GOAL: Start at the line that contains "the cucumber bumpy" in the listing below and extract every line through the last, exactly; leave pictures out.

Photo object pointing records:
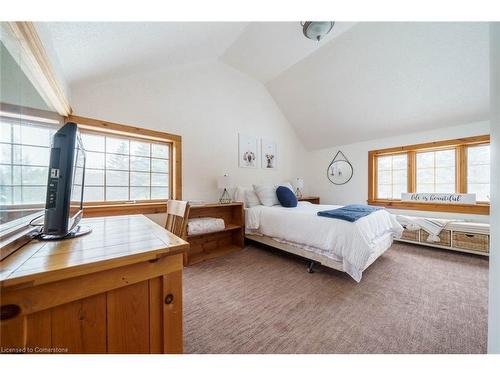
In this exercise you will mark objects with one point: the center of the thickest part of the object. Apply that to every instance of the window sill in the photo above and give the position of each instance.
(477, 209)
(95, 210)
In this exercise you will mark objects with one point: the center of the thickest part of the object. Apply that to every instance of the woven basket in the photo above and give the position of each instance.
(471, 241)
(444, 238)
(410, 235)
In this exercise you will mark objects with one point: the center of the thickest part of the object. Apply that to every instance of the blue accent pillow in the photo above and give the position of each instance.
(286, 197)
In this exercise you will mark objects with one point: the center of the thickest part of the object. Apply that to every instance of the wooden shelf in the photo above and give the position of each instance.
(197, 258)
(228, 227)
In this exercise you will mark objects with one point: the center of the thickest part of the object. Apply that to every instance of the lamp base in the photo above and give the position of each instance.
(225, 197)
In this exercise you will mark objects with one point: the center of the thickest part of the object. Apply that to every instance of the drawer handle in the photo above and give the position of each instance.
(9, 311)
(169, 299)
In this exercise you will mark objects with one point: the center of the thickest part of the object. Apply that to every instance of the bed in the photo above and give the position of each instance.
(341, 245)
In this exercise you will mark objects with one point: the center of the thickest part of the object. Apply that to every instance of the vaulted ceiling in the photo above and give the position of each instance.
(364, 81)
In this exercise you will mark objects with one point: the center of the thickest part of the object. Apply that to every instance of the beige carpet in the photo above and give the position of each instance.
(411, 300)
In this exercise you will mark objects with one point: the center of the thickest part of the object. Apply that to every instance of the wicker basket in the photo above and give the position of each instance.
(410, 235)
(471, 241)
(444, 238)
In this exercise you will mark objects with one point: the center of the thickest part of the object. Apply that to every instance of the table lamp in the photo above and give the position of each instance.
(299, 186)
(224, 182)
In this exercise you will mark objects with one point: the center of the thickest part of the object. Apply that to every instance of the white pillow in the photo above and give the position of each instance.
(267, 193)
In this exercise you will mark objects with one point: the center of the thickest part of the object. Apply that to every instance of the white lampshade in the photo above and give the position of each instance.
(224, 182)
(299, 183)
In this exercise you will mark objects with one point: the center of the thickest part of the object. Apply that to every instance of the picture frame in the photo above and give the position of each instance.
(248, 156)
(269, 157)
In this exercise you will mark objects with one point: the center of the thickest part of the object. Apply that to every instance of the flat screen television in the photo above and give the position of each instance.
(66, 180)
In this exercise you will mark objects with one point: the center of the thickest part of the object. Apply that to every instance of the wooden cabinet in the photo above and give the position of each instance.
(214, 244)
(313, 200)
(116, 290)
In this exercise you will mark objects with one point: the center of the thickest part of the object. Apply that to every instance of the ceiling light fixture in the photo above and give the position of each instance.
(316, 30)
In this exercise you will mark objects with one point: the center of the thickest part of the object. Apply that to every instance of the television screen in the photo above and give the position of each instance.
(66, 181)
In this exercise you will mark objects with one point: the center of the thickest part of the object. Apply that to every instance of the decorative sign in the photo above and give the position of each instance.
(439, 198)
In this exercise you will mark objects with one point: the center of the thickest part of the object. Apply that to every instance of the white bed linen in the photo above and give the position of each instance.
(352, 243)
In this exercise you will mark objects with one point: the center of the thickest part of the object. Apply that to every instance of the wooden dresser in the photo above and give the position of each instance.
(116, 290)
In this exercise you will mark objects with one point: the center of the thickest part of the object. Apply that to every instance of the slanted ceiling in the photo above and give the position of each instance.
(364, 81)
(383, 79)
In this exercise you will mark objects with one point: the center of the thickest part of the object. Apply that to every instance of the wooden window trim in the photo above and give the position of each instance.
(37, 66)
(460, 145)
(92, 209)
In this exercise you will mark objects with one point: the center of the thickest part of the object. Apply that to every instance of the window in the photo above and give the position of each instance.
(125, 169)
(478, 172)
(392, 176)
(24, 160)
(129, 170)
(453, 166)
(436, 171)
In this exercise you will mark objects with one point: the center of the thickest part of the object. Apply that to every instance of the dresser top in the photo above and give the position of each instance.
(115, 241)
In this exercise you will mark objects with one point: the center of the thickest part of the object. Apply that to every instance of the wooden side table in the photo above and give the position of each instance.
(214, 244)
(313, 200)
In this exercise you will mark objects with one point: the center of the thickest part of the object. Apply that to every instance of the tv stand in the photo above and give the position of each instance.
(117, 290)
(79, 230)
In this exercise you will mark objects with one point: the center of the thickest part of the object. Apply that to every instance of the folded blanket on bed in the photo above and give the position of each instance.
(351, 212)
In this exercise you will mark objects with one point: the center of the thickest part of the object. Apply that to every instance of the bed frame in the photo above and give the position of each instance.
(308, 254)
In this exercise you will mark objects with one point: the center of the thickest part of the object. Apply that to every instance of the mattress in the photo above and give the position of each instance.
(354, 244)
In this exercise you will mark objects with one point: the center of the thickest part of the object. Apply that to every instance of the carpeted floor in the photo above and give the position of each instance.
(411, 300)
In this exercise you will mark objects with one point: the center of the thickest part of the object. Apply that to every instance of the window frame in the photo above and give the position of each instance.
(460, 145)
(105, 208)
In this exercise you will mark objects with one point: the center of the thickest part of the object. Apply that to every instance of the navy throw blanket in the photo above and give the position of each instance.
(351, 212)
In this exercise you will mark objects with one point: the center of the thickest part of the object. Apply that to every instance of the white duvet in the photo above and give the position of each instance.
(354, 244)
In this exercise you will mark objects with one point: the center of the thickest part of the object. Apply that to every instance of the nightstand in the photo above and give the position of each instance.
(313, 200)
(215, 244)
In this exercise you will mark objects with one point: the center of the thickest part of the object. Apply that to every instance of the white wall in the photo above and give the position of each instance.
(207, 104)
(494, 290)
(356, 190)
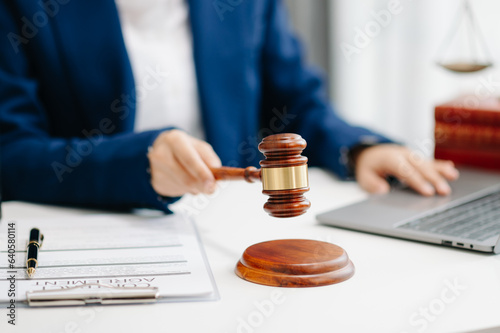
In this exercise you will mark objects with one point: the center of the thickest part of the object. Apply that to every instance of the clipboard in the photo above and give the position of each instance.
(150, 259)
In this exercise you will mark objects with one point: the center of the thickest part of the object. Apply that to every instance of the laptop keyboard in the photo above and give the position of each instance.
(478, 219)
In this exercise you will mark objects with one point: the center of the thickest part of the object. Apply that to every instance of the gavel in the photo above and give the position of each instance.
(283, 174)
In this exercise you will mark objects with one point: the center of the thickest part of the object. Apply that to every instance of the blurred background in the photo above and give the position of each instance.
(392, 83)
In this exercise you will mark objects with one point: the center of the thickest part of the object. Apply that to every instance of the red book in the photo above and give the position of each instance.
(469, 109)
(466, 136)
(489, 159)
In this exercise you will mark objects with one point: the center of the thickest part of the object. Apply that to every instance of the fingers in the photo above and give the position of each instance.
(407, 173)
(446, 169)
(430, 173)
(180, 164)
(189, 158)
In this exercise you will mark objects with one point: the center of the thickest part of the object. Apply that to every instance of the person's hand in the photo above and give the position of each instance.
(180, 164)
(427, 177)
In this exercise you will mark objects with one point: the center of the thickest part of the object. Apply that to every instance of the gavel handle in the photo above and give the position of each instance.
(250, 174)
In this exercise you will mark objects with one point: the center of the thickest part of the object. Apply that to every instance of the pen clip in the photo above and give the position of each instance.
(113, 295)
(36, 243)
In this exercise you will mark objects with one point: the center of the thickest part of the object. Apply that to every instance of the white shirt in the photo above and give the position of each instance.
(158, 38)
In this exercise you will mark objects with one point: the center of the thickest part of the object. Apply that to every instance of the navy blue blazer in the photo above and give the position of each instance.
(67, 98)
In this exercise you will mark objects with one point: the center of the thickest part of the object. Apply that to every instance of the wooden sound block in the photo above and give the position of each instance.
(294, 263)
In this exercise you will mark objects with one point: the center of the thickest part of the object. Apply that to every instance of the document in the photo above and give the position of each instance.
(102, 251)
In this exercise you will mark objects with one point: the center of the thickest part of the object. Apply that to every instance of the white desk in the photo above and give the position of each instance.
(394, 278)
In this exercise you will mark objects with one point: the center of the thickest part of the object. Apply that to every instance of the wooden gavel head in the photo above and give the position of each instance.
(284, 175)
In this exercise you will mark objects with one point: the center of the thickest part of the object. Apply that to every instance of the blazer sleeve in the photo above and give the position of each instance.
(295, 100)
(104, 171)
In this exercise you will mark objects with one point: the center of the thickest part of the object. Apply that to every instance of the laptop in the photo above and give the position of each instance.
(469, 218)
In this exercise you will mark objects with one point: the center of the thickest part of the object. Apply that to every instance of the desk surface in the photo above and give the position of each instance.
(399, 286)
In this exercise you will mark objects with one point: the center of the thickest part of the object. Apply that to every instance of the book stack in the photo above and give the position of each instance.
(467, 131)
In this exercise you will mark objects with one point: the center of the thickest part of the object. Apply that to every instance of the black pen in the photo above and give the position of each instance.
(36, 239)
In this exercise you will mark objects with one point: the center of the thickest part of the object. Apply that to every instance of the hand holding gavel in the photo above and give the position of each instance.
(179, 162)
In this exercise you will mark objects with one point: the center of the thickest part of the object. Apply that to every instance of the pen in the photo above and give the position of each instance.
(36, 239)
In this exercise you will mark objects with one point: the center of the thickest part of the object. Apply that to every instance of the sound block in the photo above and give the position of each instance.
(294, 263)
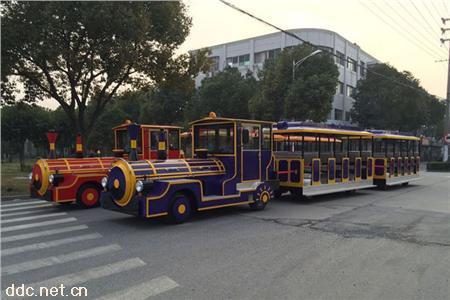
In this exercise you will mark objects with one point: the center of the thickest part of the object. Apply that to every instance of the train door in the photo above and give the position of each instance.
(251, 152)
(153, 147)
(266, 150)
(174, 143)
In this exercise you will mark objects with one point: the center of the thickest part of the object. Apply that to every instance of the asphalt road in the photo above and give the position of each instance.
(373, 244)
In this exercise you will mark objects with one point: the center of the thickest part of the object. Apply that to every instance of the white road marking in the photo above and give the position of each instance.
(23, 203)
(143, 290)
(33, 217)
(87, 275)
(39, 224)
(27, 236)
(59, 259)
(49, 244)
(20, 213)
(40, 205)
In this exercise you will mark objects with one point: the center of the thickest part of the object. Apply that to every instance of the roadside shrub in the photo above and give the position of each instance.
(438, 166)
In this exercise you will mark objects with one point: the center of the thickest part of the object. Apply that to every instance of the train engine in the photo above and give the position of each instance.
(233, 165)
(68, 180)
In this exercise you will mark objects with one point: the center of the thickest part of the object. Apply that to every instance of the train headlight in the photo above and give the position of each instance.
(139, 186)
(104, 182)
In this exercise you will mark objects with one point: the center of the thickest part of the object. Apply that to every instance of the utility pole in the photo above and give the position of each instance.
(447, 114)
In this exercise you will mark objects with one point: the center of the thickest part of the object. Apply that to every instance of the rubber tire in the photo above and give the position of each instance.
(174, 216)
(259, 204)
(80, 193)
(278, 194)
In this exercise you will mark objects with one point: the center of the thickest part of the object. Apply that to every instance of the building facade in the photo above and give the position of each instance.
(248, 55)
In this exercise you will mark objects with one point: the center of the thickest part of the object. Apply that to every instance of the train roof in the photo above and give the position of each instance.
(148, 126)
(220, 119)
(304, 129)
(395, 136)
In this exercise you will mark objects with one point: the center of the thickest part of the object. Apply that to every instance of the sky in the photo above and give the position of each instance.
(403, 33)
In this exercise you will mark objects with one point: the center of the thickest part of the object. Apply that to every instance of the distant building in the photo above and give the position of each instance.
(250, 54)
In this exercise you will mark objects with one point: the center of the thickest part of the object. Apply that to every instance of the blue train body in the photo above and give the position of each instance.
(233, 165)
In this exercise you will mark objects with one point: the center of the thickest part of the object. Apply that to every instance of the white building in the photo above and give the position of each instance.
(250, 54)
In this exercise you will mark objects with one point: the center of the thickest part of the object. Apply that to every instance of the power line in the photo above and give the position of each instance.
(425, 37)
(405, 36)
(410, 32)
(436, 9)
(317, 47)
(432, 17)
(445, 7)
(423, 17)
(415, 18)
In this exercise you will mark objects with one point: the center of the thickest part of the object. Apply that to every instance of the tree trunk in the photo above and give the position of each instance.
(21, 158)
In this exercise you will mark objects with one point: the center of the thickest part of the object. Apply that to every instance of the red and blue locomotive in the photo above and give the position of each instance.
(232, 165)
(68, 180)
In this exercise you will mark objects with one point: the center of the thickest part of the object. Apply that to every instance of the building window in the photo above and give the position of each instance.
(271, 54)
(340, 88)
(260, 57)
(244, 60)
(349, 90)
(340, 58)
(362, 69)
(214, 63)
(351, 64)
(325, 48)
(232, 61)
(338, 114)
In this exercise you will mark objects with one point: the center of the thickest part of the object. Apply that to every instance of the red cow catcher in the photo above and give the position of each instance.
(68, 180)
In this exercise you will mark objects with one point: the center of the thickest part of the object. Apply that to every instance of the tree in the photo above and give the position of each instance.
(394, 100)
(227, 93)
(21, 122)
(82, 52)
(307, 97)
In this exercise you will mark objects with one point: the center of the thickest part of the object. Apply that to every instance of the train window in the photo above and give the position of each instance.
(123, 141)
(174, 140)
(253, 140)
(218, 139)
(154, 138)
(266, 137)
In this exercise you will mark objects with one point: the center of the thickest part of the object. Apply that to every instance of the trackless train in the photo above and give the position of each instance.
(234, 162)
(68, 180)
(232, 165)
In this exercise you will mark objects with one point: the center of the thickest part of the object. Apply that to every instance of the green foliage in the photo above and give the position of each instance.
(307, 97)
(227, 93)
(382, 103)
(83, 52)
(21, 122)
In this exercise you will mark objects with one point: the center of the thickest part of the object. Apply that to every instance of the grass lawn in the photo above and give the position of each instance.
(15, 182)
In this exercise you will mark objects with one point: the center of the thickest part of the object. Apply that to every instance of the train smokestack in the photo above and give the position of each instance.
(79, 147)
(162, 152)
(51, 137)
(133, 131)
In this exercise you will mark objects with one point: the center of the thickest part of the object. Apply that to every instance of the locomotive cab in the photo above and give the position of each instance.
(231, 166)
(148, 141)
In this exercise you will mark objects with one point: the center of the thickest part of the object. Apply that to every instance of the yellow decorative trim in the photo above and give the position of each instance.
(225, 205)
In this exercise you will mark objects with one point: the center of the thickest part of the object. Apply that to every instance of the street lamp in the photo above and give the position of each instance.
(299, 62)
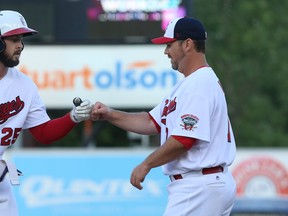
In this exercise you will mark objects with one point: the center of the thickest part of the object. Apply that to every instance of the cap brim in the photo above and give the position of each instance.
(20, 31)
(162, 40)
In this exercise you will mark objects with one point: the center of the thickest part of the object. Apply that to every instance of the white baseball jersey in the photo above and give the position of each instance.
(20, 107)
(196, 107)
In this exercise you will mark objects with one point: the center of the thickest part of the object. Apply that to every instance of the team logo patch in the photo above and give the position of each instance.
(189, 121)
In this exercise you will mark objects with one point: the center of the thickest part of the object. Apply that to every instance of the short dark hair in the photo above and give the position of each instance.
(199, 45)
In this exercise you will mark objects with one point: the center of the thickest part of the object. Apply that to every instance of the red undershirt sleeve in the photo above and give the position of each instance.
(188, 142)
(53, 130)
(155, 123)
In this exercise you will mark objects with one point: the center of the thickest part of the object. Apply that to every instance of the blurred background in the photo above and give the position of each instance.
(101, 50)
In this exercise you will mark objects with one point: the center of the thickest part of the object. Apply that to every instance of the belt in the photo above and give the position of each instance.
(204, 171)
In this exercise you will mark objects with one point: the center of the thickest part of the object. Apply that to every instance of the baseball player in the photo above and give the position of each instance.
(21, 107)
(197, 142)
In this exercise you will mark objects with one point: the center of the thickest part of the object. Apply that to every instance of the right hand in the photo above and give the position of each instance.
(99, 111)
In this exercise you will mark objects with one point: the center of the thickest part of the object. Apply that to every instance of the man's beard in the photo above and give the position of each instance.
(8, 62)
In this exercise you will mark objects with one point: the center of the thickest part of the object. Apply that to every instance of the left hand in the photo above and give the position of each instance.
(82, 112)
(138, 175)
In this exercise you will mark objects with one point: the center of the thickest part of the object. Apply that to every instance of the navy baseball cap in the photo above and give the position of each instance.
(182, 28)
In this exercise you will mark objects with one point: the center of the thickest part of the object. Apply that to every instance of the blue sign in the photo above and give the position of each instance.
(87, 184)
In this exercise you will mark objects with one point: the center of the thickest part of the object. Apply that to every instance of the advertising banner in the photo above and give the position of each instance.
(97, 182)
(72, 184)
(128, 76)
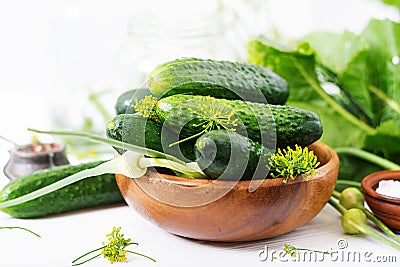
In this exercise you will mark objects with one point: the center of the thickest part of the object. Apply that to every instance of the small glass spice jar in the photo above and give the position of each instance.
(26, 159)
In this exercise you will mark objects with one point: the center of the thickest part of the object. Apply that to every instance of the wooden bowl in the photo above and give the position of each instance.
(386, 208)
(230, 211)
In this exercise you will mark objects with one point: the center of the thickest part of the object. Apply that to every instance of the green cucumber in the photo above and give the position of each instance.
(136, 130)
(91, 192)
(222, 79)
(268, 125)
(226, 155)
(127, 99)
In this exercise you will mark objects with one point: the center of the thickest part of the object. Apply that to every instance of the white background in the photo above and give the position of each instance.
(54, 53)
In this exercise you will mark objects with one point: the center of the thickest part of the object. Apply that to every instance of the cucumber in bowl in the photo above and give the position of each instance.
(222, 79)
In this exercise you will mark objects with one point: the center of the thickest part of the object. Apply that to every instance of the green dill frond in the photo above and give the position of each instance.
(215, 114)
(145, 107)
(114, 249)
(289, 163)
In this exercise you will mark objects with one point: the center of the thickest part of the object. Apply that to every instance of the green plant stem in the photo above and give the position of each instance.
(348, 182)
(84, 255)
(364, 228)
(112, 142)
(139, 254)
(374, 219)
(342, 111)
(21, 228)
(337, 206)
(336, 194)
(384, 163)
(381, 225)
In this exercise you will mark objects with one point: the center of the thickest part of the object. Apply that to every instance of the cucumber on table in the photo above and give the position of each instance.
(136, 130)
(127, 99)
(90, 192)
(222, 79)
(226, 155)
(189, 115)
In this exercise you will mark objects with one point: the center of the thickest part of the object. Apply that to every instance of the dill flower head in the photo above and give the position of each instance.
(114, 250)
(145, 107)
(290, 163)
(214, 114)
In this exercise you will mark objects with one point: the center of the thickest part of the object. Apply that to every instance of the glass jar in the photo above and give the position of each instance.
(157, 38)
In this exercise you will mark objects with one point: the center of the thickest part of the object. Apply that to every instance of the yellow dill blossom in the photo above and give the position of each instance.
(292, 250)
(214, 113)
(114, 249)
(290, 163)
(145, 107)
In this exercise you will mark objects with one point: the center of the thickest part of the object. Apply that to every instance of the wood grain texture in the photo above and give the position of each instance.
(386, 208)
(231, 211)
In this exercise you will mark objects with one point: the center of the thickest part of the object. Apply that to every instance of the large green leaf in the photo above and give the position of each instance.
(383, 39)
(337, 131)
(355, 78)
(296, 66)
(335, 50)
(386, 141)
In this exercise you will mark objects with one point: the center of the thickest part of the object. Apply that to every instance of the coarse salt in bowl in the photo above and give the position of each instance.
(390, 188)
(381, 191)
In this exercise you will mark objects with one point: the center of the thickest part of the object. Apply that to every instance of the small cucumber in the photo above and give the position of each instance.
(189, 115)
(223, 154)
(222, 79)
(127, 99)
(90, 192)
(136, 130)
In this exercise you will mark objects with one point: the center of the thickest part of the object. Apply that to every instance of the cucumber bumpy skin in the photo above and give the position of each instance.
(91, 192)
(136, 130)
(222, 79)
(264, 124)
(125, 102)
(226, 155)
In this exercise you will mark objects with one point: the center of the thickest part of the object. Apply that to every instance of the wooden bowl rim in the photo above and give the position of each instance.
(333, 160)
(370, 182)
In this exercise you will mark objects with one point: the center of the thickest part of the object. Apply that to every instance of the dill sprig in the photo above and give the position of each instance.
(292, 250)
(289, 163)
(114, 249)
(20, 228)
(214, 114)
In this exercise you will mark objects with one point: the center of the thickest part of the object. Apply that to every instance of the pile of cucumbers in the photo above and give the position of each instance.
(228, 117)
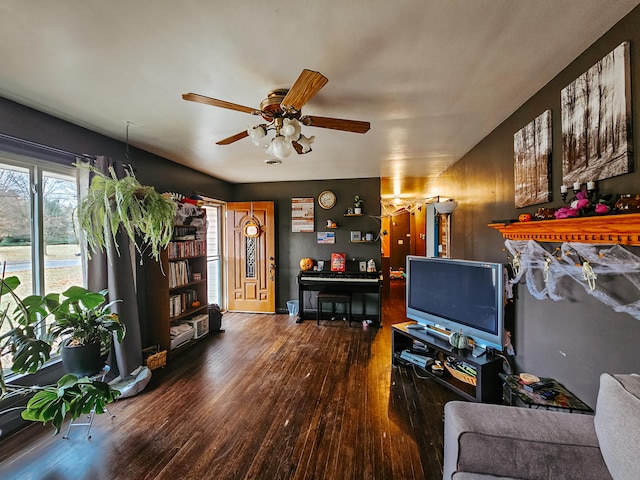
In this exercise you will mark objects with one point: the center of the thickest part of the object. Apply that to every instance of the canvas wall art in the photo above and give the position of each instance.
(597, 138)
(532, 146)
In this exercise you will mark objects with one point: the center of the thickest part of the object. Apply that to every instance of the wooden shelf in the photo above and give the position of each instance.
(622, 229)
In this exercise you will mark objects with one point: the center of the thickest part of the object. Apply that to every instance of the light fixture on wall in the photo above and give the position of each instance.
(398, 205)
(446, 207)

RESPONSE:
In this exercise you will mark objects with one point: the center of the thickest part of the object. Apply that to every instance of the cucumber bumpy skin in the photo above and give the position of each instance.
(91, 192)
(136, 130)
(222, 79)
(264, 124)
(125, 102)
(226, 155)
In this exercise you will mark objects with one point: the center of the thickest part of the object. Apply that to every instance of the wooden bowl rim in the photo above and give the position of each instance.
(333, 160)
(370, 182)
In this exercise you will mark objects with one point: the center of the thickest part of the object. Apply that to every instance of the dill sprig in the photo above and give the position of each instance.
(292, 250)
(289, 163)
(114, 249)
(20, 228)
(214, 114)
In this exercise you will mark objects with one point: the center of the thickest part of the object. Apply that to every instance of the pile of cucumbers in the photo above and give the position of each instance.
(228, 117)
In this exercise you will mark objects with one point: the center of the thickest part of the object. Apply that to every instance of the canvas wall art in the photo above and give the position of each instance.
(597, 138)
(532, 146)
In this exercise you will mark objects with one point: the center of the thickest part of the object. Apply that to every instance of the wooden shelf in the photo above and give the position of each instance.
(622, 229)
In this exercise you will mark objects with one point: the center of the thickest part of the object. Apply that to every instance of the light fixture on wall in the photo above and give the position of each instance.
(398, 205)
(446, 207)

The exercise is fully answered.